*Problem to solve:* Reproduce each of the items below word for word, but leave the pictures out of your answer.

(Photo labels with bounding boxes)
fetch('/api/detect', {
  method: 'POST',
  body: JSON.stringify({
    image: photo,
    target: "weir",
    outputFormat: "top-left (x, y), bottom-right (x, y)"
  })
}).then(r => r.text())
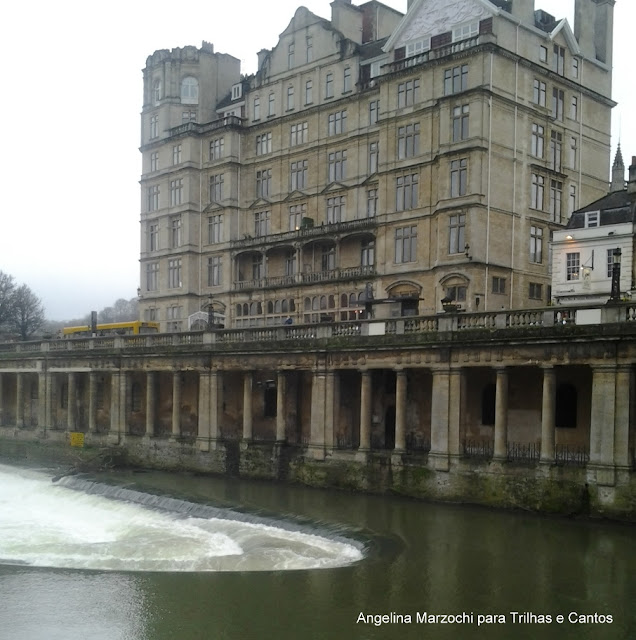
top-left (0, 304), bottom-right (636, 519)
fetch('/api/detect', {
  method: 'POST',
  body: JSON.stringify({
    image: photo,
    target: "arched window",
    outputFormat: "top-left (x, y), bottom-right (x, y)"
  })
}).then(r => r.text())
top-left (181, 76), bottom-right (199, 104)
top-left (152, 78), bottom-right (161, 106)
top-left (555, 382), bottom-right (577, 429)
top-left (481, 383), bottom-right (497, 426)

*Completed exercise:*
fetch('/api/detect', {
  method: 'POST',
  body: JSON.stringify({
    image: photo,
    target: "weir",
    outputFormat: "top-left (x, y), bottom-right (x, y)"
  })
}).then(r => r.text())
top-left (0, 304), bottom-right (636, 519)
fetch('/api/detect', {
  method: 'POST',
  body: JSON.stringify({
    image: photo,
    target: "arched window",
    outputFormat: "top-left (x, y), bottom-right (x, y)"
  })
}).then(r => r.text())
top-left (181, 76), bottom-right (199, 104)
top-left (152, 78), bottom-right (161, 106)
top-left (555, 382), bottom-right (577, 429)
top-left (481, 383), bottom-right (497, 426)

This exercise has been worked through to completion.